# WHAT THE TASK REQUIRES
Would you retype, word for word, the line with "Zoom in on apron" and every line after it through the end of the records below?

◆ ◆ ◆ ◆ ◆ ◆ ◆

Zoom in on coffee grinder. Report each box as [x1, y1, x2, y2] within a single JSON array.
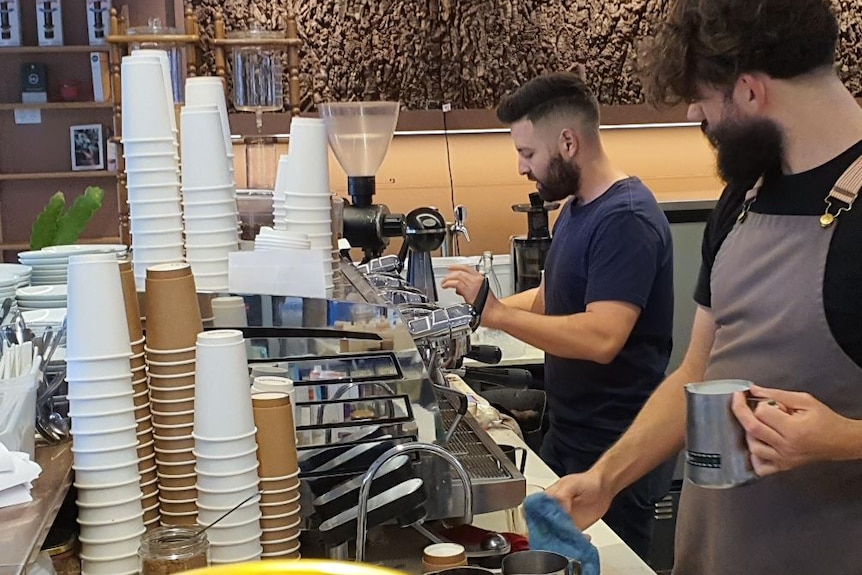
[[511, 192, 559, 293], [318, 102, 405, 262]]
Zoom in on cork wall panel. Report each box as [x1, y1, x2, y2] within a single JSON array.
[[188, 0, 862, 110]]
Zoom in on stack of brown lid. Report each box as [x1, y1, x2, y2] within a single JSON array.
[[143, 263, 202, 526]]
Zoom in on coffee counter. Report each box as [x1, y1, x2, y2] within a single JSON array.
[[0, 442, 73, 575], [479, 428, 657, 575]]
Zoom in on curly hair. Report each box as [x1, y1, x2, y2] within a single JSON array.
[[496, 72, 599, 132], [638, 0, 839, 107]]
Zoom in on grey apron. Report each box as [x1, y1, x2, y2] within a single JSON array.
[[673, 158, 862, 575]]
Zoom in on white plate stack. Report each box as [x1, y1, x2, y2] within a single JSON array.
[[15, 285, 67, 311], [18, 245, 126, 286], [0, 263, 31, 290], [121, 50, 184, 290], [180, 102, 239, 293], [194, 330, 262, 565], [64, 253, 144, 575], [0, 272, 20, 315]]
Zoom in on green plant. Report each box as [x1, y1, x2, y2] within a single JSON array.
[[30, 186, 105, 250]]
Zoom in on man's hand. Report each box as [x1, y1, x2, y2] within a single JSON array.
[[441, 265, 503, 326], [731, 384, 862, 476], [545, 470, 614, 531]]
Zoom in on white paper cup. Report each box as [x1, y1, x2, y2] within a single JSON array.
[[122, 138, 178, 156], [127, 198, 183, 218], [79, 551, 140, 575], [124, 153, 179, 172], [125, 167, 181, 188], [180, 199, 238, 217], [283, 117, 330, 197], [66, 254, 133, 360], [194, 446, 259, 474], [194, 330, 256, 438], [77, 515, 145, 544], [69, 425, 138, 452], [283, 192, 332, 209], [126, 181, 182, 202], [121, 58, 174, 139], [181, 105, 232, 188], [195, 463, 259, 491], [195, 483, 260, 510], [191, 427, 256, 452], [183, 214, 240, 233], [185, 77, 232, 158]]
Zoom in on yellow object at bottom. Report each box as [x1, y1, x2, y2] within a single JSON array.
[[181, 559, 411, 575]]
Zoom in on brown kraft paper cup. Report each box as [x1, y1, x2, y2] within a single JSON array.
[[261, 520, 301, 542], [119, 260, 145, 342], [253, 401, 298, 478], [145, 264, 203, 350]]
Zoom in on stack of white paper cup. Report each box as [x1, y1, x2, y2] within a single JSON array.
[[282, 118, 333, 290], [65, 254, 145, 574], [121, 51, 184, 290], [180, 104, 239, 292], [184, 77, 235, 184], [194, 330, 262, 564]]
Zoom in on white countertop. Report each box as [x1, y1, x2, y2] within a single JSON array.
[[477, 427, 657, 575]]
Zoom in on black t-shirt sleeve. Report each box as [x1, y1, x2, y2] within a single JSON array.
[[693, 184, 748, 308]]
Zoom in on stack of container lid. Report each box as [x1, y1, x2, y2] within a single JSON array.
[[194, 329, 262, 564], [65, 253, 144, 575], [143, 263, 203, 526]]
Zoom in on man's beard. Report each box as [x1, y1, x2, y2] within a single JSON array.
[[705, 116, 784, 184], [532, 155, 581, 202]]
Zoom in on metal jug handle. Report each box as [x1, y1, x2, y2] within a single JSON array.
[[565, 559, 583, 575]]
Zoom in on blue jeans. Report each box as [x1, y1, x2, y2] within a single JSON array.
[[540, 433, 675, 560]]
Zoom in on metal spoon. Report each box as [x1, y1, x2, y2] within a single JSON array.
[[0, 298, 13, 326], [39, 318, 65, 372]]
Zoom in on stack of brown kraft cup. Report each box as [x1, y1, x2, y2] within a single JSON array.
[[119, 260, 159, 530], [143, 263, 202, 526], [252, 391, 301, 559]]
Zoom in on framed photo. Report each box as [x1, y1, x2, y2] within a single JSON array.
[[70, 124, 104, 171]]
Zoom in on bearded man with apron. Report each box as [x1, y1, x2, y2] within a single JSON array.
[[545, 1, 862, 572]]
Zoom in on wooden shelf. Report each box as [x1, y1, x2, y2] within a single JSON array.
[[0, 45, 110, 54], [0, 171, 118, 181], [0, 102, 113, 111]]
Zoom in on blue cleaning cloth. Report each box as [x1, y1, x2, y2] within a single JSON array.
[[523, 492, 601, 575]]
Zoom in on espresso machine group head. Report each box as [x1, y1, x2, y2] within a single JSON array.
[[319, 101, 405, 262]]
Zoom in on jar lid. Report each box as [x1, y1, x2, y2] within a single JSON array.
[[42, 529, 77, 556]]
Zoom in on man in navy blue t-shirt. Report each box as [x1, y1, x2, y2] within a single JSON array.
[[443, 72, 675, 557]]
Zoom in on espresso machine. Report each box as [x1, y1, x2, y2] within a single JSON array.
[[511, 192, 559, 293], [318, 102, 405, 262]]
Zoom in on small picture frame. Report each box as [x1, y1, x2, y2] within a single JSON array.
[[70, 124, 104, 171]]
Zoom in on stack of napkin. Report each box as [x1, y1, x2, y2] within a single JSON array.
[[0, 441, 42, 508]]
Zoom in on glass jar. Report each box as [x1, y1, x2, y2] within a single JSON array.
[[229, 25, 286, 113], [139, 526, 209, 575], [127, 18, 187, 104], [478, 251, 503, 297], [244, 136, 278, 191], [42, 529, 79, 575]]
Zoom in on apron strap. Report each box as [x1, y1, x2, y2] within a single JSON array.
[[738, 154, 862, 227], [822, 154, 862, 227]]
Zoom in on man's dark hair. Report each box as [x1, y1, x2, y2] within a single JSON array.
[[496, 72, 600, 133], [638, 0, 839, 107]]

◆ ◆ ◆ ◆ ◆ ◆ ◆

# EXERCISE RESPONSE
Zoom in on apron strap. Report each box as [x1, y1, x2, y2] within a single JSON array.
[[738, 154, 862, 227], [822, 154, 862, 227]]
Zoom in on man's dark hair. Report each box as [x1, y1, x2, y2] within a single JSON array.
[[496, 72, 600, 133], [638, 0, 839, 107]]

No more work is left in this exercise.